Season Review: Big Mouth Season Six
Overview:
Andrew, Nick, Jessi, Missy, Jay and the rest of the hormonal misfits get ready for another season of chaaaaanges, only this year it’s more than just their bodies that are transforming. New personal triumphs and a myriad of budding relationships have everyone vulnerable in new ways. However, these teens begin to understand the imperfect, fleeting nature of love when their parents and family structures begin to buckle under new pressures. Validation and friendship have never been more important once the man-made families that the Big Mouth kids have made become their only hopes of surviving the shake-ups at home.
Oh, Jay gets trapped in the Bread Bowl Realm, an alternate dimension. Standard puberty silliness.
Our Take:
Big Mouth’s hormonal teenagers have faced uphill battles ever since the start of this broad comedy and while it’s safe to say that they’ll likely never fully understand their bodies, they’re at least beginning to tolerate these clumsy meat sacks. The majority of Big Mouth’s characters were 12-going-on-13 during season one and now, five seasons later, it’s almost jarring to have Andrew and Nick at makeout parties and contemplating second base. It’s safe to say that horniness is at an all-time high in season six of Big Mouth, but somehow, so is empathy. This year features payoffs to Big Mouth’s many blossoming relationships as it heads into its most emotionally complex territory yet. Big Mouth season six preaches the mantra that the only way to get love is to give love, but that it’s also essential to love and understand yourself. Andrew’s been “loving himself” since the pilot, but this season that sentiment finds a way to be true without also being gross.
Big Mouth has never exactly struggled when it comes to its writing, but this season develops a strong structure where many of the ideas from the final third of the ten-episode season are set up and teased in the first two installments. There’s still a very episodic nature to each entry’s stories, but this thoughtful plotting is appreciated. It helps the season figure out what are the best stories to tell this season, but also how to naturally tie them all together and have them build upon each other. At the same time, this season also features what’s ostensibly a clip show, which is a concession that further speaks to the show spinning its wheels. Granted, there’s still plenty of new material in this episode and there’s actually quite a clever concept that causes everyone to reflect upon their previous sexual conquests and embarrassments. However, this still doesn’t change the fact that this is an episode where there’s plenty of reused material. The same idea could just as easily be explored without copious old footage.
The importance of family is a major tenet to Big Mouth’s sixth season, which lights a fire under everyone as they learn new things about themselves and where they best belong. These changes are radical for some individuals–like Jay’s knowledge over his half-brother–and each family goes through their own crises and epiphanies, even if none are more troubling than the idea of an undetermined number of Bilzerians being out there in the world (which also allows Jason Mantzoukas to really go to town this seasons with variations on a perverted theme). It’s smart for this season of Big Mouth to juxtapose young love with relationships that are at the opposite end of the spectrum in order to highlight what it takes to sustain decades of romance after that initial spark takes place. This all speaks to the show’s larger themes that everyone is different and what’s a mess for some may be bliss for another family. This season reaches some genuinely sweet sentiments beneath all of this heightened crudeness.

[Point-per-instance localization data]
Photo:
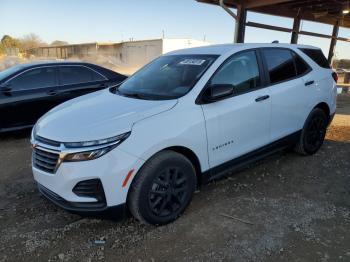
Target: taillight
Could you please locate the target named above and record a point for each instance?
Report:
(335, 76)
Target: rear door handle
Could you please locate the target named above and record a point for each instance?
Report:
(308, 83)
(261, 98)
(52, 92)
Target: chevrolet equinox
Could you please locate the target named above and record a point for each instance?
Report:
(184, 118)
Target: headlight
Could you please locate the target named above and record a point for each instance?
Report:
(104, 146)
(87, 155)
(115, 139)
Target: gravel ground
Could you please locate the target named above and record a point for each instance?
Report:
(289, 208)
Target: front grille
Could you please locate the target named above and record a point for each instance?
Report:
(90, 188)
(45, 161)
(47, 141)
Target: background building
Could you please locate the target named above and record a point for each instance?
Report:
(124, 57)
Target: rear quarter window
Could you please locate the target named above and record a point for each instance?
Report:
(317, 56)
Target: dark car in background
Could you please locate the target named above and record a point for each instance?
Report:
(28, 91)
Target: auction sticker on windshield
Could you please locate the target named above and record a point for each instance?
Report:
(192, 62)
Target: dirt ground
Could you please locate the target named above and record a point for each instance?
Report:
(293, 208)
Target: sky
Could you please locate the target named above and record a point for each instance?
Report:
(78, 21)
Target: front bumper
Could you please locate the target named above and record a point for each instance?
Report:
(111, 169)
(84, 208)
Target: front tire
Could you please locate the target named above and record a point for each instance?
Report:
(162, 189)
(313, 133)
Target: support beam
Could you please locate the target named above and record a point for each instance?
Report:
(333, 41)
(240, 24)
(269, 27)
(296, 28)
(257, 3)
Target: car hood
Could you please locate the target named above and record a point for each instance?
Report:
(97, 115)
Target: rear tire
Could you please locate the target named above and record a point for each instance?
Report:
(313, 133)
(162, 189)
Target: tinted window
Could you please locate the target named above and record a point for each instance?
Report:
(317, 56)
(301, 66)
(9, 71)
(241, 71)
(167, 77)
(77, 74)
(34, 78)
(280, 64)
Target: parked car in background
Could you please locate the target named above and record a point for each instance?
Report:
(183, 119)
(28, 91)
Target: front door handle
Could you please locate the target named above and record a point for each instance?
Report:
(308, 83)
(261, 98)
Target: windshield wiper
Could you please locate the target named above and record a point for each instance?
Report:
(133, 95)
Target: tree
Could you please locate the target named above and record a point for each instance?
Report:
(59, 42)
(8, 42)
(31, 41)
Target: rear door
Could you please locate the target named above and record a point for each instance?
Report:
(286, 72)
(238, 124)
(77, 80)
(29, 97)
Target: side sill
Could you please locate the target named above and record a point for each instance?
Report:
(251, 157)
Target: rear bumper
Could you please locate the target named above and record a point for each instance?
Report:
(85, 208)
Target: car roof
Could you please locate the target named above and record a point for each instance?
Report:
(225, 48)
(50, 63)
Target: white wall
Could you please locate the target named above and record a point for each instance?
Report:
(139, 53)
(175, 44)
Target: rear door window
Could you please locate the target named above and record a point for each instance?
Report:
(301, 66)
(280, 64)
(78, 74)
(317, 56)
(34, 78)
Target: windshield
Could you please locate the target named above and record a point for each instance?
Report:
(9, 71)
(167, 77)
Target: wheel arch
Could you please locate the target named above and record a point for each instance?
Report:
(323, 106)
(190, 155)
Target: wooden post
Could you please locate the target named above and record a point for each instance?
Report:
(295, 32)
(333, 41)
(240, 24)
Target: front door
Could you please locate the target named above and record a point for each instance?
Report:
(240, 123)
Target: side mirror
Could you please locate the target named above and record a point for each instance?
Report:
(218, 91)
(5, 88)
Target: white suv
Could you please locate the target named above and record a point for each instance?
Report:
(182, 119)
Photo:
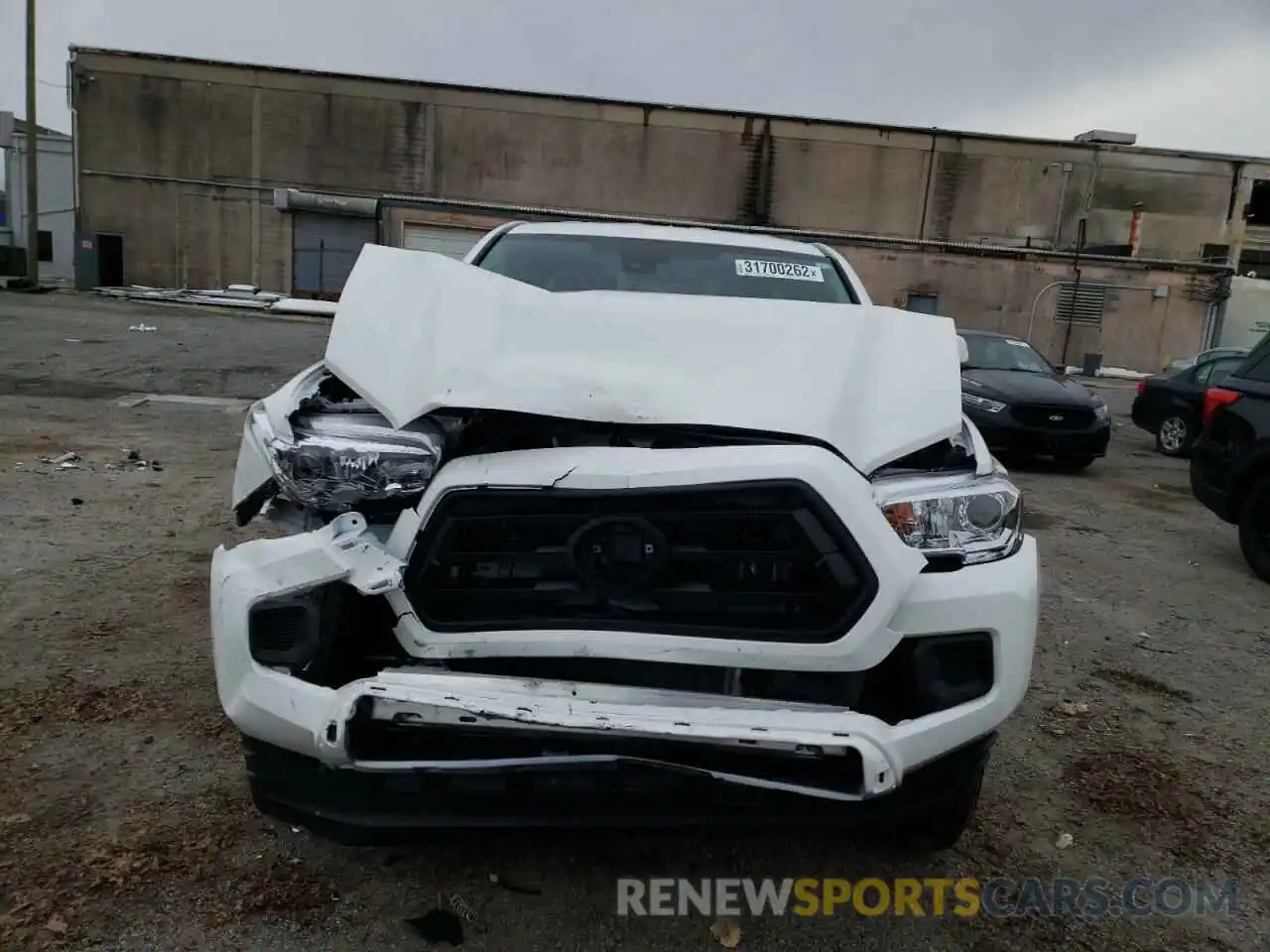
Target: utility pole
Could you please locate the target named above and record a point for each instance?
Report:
(32, 154)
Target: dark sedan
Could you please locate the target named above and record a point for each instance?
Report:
(1025, 408)
(1170, 405)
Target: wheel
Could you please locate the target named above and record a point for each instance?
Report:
(1074, 463)
(937, 805)
(1175, 435)
(1255, 530)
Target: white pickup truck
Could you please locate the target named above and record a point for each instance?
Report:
(622, 524)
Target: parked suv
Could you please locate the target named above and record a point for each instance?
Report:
(1230, 461)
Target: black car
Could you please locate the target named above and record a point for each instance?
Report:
(1170, 405)
(1026, 408)
(1229, 467)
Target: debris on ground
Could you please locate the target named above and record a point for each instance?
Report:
(726, 932)
(515, 887)
(244, 298)
(439, 925)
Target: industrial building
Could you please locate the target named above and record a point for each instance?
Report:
(195, 173)
(55, 175)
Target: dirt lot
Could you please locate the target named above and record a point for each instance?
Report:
(123, 820)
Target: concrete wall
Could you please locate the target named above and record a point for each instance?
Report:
(56, 199)
(181, 158)
(1138, 330)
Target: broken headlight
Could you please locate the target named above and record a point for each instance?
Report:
(979, 521)
(335, 463)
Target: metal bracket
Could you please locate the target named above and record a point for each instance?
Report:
(371, 570)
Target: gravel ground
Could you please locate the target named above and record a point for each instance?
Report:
(123, 819)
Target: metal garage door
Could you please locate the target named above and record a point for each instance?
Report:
(452, 243)
(324, 249)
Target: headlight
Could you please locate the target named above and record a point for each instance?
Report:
(335, 465)
(992, 407)
(979, 521)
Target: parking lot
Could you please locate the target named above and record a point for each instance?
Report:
(123, 817)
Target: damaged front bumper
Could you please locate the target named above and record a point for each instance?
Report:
(418, 743)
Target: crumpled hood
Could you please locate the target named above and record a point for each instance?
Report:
(418, 331)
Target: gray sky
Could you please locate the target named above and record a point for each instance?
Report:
(1185, 73)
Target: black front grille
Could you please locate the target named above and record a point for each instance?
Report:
(1053, 417)
(761, 561)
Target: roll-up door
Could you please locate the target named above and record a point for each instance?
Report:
(452, 243)
(324, 248)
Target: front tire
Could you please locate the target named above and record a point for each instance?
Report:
(938, 805)
(1255, 530)
(1176, 435)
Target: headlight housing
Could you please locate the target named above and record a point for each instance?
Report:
(978, 403)
(978, 521)
(335, 463)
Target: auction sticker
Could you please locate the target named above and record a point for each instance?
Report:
(790, 271)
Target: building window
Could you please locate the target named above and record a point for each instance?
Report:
(1215, 254)
(922, 303)
(1255, 263)
(1256, 212)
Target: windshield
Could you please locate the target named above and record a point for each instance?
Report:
(1002, 354)
(608, 263)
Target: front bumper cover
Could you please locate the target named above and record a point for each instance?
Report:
(281, 712)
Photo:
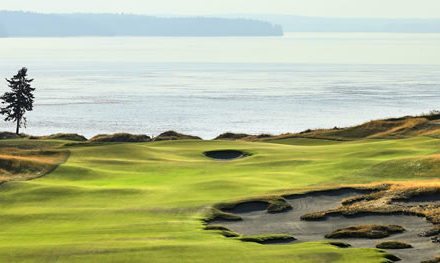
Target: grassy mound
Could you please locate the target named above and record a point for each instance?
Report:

What is being asked — Rewrite the part of the Big Mouth review that opens with "Season Review: Big" and closes with "Standard puberty silliness.", changing "hormonal misfits" to "awkward misfits". These lines come from a separate source.

Written reply —
Season Review: Big Mouth Season Six
Overview:
Andrew, Nick, Jessi, Missy, Jay and the rest of the awkward misfits get ready for another season of chaaaaanges, only this year it’s more than just their bodies that are transforming. New personal triumphs and a myriad of budding relationships have everyone vulnerable in new ways. However, these teens begin to understand the imperfect, fleeting nature of love when their parents and family structures begin to buckle under new pressures. Validation and friendship have never been more important once the man-made families that the Big Mouth kids have made become their only hopes of surviving the shake-ups at home.
Oh, Jay gets trapped in the Bread Bowl Realm, an alternate dimension. Standard puberty silliness.